Megan E. Zavorka1,*, Christopher M. Connelly1,*, Rosslyn Grosely1, Richard G. MacDonald1

1Department of Biochemistry and Molecular Biology, University of Nebraska Medical Center, Omaha, Nebraska 68198, USA

*These authors have contributed equally to this work

Correspondence to:

Richard G. MacDonald, email: [email protected]

Keywords: biochemistry, insulin-like growth factors, apoptosis, receptor

Received: April 28, 2016    Accepted: July 28, 2016    Published: August 22, 2016

ABSTRACT

The mannose 6-phosphate/insulin-like growth factor II receptor (M6P/IGF2R) binds M6P-capped ligands and IGF-II at different binding sites within the ectodomain and mediates ligand internalization and trafficking to the lysosome. Multivalent M6P-based ligands can cross-bridge the M6P/IGF2R, which increases the rate of receptor internalization, permitting IGF-II binding as a passenger ligand and subsequent trafficking to the lysosome, where the IGF-II is degraded. This unique feature of the receptor may be exploited to design novel therapeutic agents against IGF-II-dependent cancers that will lead to decreased bioavailable IGF-II within the tumor microenvironment. We have designed a panel of M6P-based ligands that bind to the M6P/IGF2R with high affinity in a bivalent manner and cause decreased cell viability. We present evidence that our ligands bind through the M6P-binding sites of the receptor and facilitate internalization and degradation of IGF-II from conditioned medium to mediate this cellular response. To our knowledge, this is the first panel of synthetic bivalent ligands for the M6P/IGF2R that can take advantage of the ligand-receptor interactions of the M6P/IGF2R to provide proof-of-principle evidence for the feasibility of novel chemotherapeutic agents that decrease IGF-II-dependent growth of cancer cells.

_RAW DATA:_
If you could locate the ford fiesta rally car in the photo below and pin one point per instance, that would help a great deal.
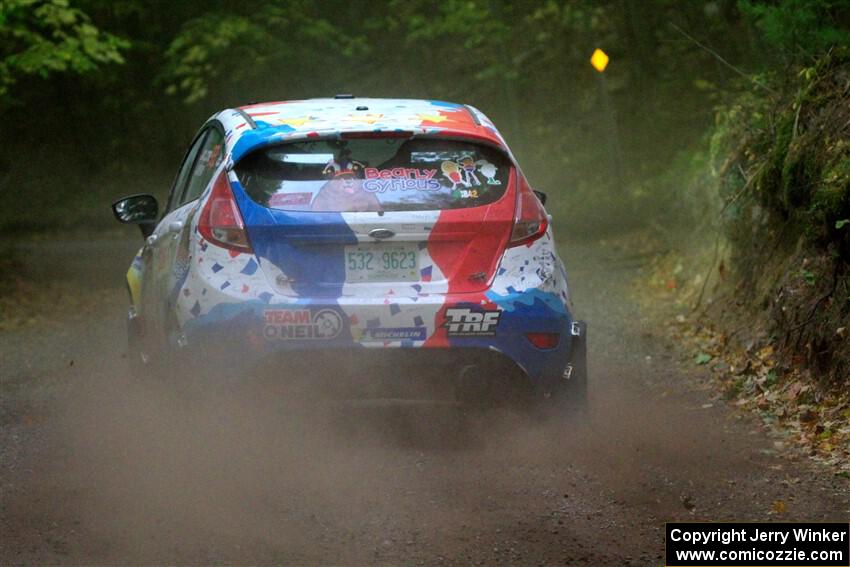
(360, 225)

_TASK DESCRIPTION:_
Answer these questions from the receptor study excerpt:
1. On what date was the work accepted?
2. Which department and university are the authors affiliated with?
3. What happens to IGF-II once it reaches the lysosome?

_ANSWER BOX:_
1. July 28, 2016
2. The Department of Biochemistry and Molecular Biology, University of Nebraska Medical Center
3. It is degraded.